◆ **Work to complete**
A) In the passage on gnostic hermeneutics, what year is given for the formal proclamation of the papal infallibility belief?
B) Proceed with the passage on gnostic hermeneutics, writing on from its final sentence.
----- Provided text
These two of course are low christologies, most notably Arianism and subjective revelatory hermeneutics.
True to the adage of Koheleth “There is nothing new under the sun”. In reflecting on what happened at Alexandria with Arianism in which the divinity of Christ was denied, a latter day replay is readily apparent with our contemporary Jehovah’s Witnesses whose christology is identically Arian and whose hermeneutic is identically gnostic.
Charles T Russell maintained: ”’the divine plan’ cannot be comprehended from Scripture by itself, but only through my six volumes of Scripture Studies”.
In all gnostic hermeneutics, a subjective mystical insight is claimed by a person or persons usually claiming some order of succession or dynastic inheritance through which an illumination not commonly available is operative and the person with this illumination becomes a channel for others to arrive at some spiritual truth. In the forms of Gnosticism which have entered christendom, this normally takes the form of some subjective revelation into type or allegory as a basis for doctrinal belief.
In Chassidic Judaism an equivalent is found through the rebbe or tsadik whose unique metaphysical knowledge of kaballa and zohar (which are transmitted to him through a pedigree traceable back to Bal Shem Tov in the 18th century) enable him to approach Ha Shem directly, while his adherents must go to Ha Shem through him. Similar gnostic hierarchical structures are found in Zoroastnanism, Brahmann Hinduism, Tibetan Bhuddism, Sufi Islam and Shamanism.
A related form of gnostic hermeneutic approach is in de facto terms central to Roman Catholicism by virtue of its papal doctrines of infallibility and its constitutional principle of lumines gentes. In this concept, only the Church, that is the magisterium headed by the pontiff, can establish doctrinal truth, and when a pope speaks to a doctrinal issue ex cathedra, he is considered infallible as the heir of Peter. While the formal proclamation of this belief took place in 1870, Roman Catholicism holds its origins to be have been incipient in Apostolic Christianity.
Alarmingly, much of the ‘Kingdom now’/’Manifest Sons of God’ eschatologies currently prevalent in Restorationist circles and Triumphalism derive from a hermeneutical model which is essentially neo-gnostic. A subjective revelation is claimed by a prophetic figure or an allegorical revelation is claimed into a biblical text and straightforward biblical writings are reinterpreted in light of the revelation. Some of these groups maintain that those not seeing or agreeing with conclusions arrived at by such methods are under some spiritual deception. This too was a classic feature of Alexandrian gnosticism.
----------
----- Data records
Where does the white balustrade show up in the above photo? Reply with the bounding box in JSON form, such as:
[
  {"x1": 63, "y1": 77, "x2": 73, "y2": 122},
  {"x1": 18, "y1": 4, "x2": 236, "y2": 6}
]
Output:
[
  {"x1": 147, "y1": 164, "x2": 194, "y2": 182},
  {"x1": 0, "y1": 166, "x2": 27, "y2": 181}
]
----------
◆ **In response**
A) 1870

B)
Indeed, the restorationist and ‘kingdom now’ trends currently in vogue among so many evangelical circles have their obvious parallels in non-Christian manifestations of gnostic influence. One needs only examine recent ideas concerning Joel’s Army (of a super charismatic prophetic elite conquering first the church, then the world – in a replay of the gnostic beliefs of Joachim of Fore in the 12th century) and see that the exegetical model employed to arrive at such a position, which goes on to become an interpretative framework for all eschatology, is plainly rooted in subjective revelation. Through reading all other biblical eschatology through the prism of this secret revelation, texts plainly describing the apostasia, the advent of the Anti-Christ, and. certain prophetic events concerning physical Israel and the Jews, are redefined to make way for a triumphalist parousia. The same manner of eschatologies incongruous with plain textual meaning are found in chassidic and kabbalistic Judaism, through similar neo-gnostic means.
If all major expressions of hermeneutic gnosticism in Christian belief and practice, both ancient and modern, do not derive from Alexandria, they certainly have their prototypes there. Moreover, the fashion in which the New Testament interprets the Old Testament is represented as an apostolic endorsement of such models by the practitioners, however erroneous that may or may not be.
Hermeneutic Development in the Medieval West
Influenced ecclesiologically by Cyprian in the west, but hermeneutically by Alexandria in the east, the allegorical hermeneutics of Augustine were plainly not midrashic, but greco-Roman. It was with Augustine that allegory became not simply the illustration of doctrine in the west (as in the Jewish Christian model, exemplified for instance in the typology of the passover in I Corinthians 5 used to demonstrate kaporah – the doctrine of atonement) but the basis for determining doctrine in itself. His Confessions reveal a startling stream of doctrinal conclusions based upon allegorical interpretation, much of which proved instrumental in paving the way for much of what transpired throughout the Dark Ages, including a doctrinal basis for the use of violence by the church.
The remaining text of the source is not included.